RECORDS FOR THE EXERCISE:
* BEGIN *
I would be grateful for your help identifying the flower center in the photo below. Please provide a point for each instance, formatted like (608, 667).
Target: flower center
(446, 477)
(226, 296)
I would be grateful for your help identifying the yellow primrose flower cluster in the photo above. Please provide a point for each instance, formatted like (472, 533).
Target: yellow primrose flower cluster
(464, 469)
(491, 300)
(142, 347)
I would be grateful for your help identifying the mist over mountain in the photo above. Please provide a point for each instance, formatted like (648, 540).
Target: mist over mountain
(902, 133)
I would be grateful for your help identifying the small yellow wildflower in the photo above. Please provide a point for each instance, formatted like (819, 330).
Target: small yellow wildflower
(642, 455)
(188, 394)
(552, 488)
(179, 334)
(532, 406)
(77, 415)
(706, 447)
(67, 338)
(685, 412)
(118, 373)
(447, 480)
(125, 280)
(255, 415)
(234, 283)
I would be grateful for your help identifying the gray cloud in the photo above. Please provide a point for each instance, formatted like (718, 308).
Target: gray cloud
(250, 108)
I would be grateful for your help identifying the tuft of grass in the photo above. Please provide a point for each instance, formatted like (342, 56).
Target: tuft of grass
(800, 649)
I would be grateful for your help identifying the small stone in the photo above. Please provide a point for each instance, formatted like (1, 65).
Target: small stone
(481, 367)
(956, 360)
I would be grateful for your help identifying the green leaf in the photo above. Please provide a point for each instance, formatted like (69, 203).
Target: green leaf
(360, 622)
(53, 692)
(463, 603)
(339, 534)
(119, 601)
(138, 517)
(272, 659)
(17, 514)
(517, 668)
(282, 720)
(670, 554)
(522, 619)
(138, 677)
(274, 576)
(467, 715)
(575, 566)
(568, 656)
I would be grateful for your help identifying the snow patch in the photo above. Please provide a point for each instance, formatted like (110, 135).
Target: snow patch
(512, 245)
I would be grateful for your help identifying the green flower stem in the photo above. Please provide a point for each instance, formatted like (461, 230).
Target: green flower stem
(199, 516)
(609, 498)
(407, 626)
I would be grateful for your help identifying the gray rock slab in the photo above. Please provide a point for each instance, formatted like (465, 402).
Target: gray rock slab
* END *
THE REQUEST: Your task is to quote the listing above word for word.

REPLY:
I would be grateful for your help identifying the flower center in the photo below. Please provide a point for each instance, formatted like (608, 667).
Target: flower center
(446, 477)
(226, 296)
I would be grateful for your help identifying the yellow primrose flower cluster in the photo above. Please provide a point for each instance, formatted like (472, 533).
Target: yellow primrose flower cluster
(464, 469)
(491, 300)
(142, 347)
I would be grateful for your help identifying the mist over mountain in the photo above. Please provide a point for each instance, formatted like (648, 540).
Target: mist over mountain
(902, 133)
I would be grateful for your help identifying the small yellow wildflower in the photo above. Please provide a point for each instance, formatted like (819, 330).
Target: small yellow wildflower
(642, 455)
(188, 394)
(552, 488)
(179, 334)
(532, 406)
(77, 415)
(706, 447)
(67, 338)
(685, 412)
(118, 373)
(447, 480)
(125, 280)
(255, 415)
(234, 283)
I would be grateful for your help identifying the gray cloud in the photo above. Please provide a point for each instance, formatted like (718, 308).
Target: gray cloud
(250, 108)
I would be grateful for your help identifying the tuft of grass in the photo above. Please provide a point for each instance, formatted like (342, 56).
Target: tuft of grass
(800, 649)
I would be grateful for your help identifying the small stone in the photo above. Please provide a point for each instance, formatted like (1, 65).
Target: small stone
(481, 367)
(956, 360)
I would be grateful for your help identifying the green leaf in the photo above. Please provide a point for each instance, formatted like (69, 203).
Target: green leaf
(360, 622)
(53, 692)
(463, 603)
(339, 534)
(119, 601)
(138, 517)
(272, 659)
(17, 514)
(517, 668)
(282, 720)
(670, 554)
(522, 619)
(138, 677)
(274, 576)
(467, 715)
(575, 566)
(568, 656)
I would be grateful for your help identifying the snow patch in the photo above. Please provide a point for each instance, formatted like (110, 135).
Target: snow patch
(512, 245)
I would be grateful for your help identifying the green flower stem in the photo above. Please provide a point for each instance, formatted like (461, 230).
Target: green flower stem
(199, 516)
(609, 498)
(407, 626)
I would be grateful for your help identifying the gray rock slab in the photo above. Please provide a point for each instance, formatted like (465, 402).
Target: gray rock slab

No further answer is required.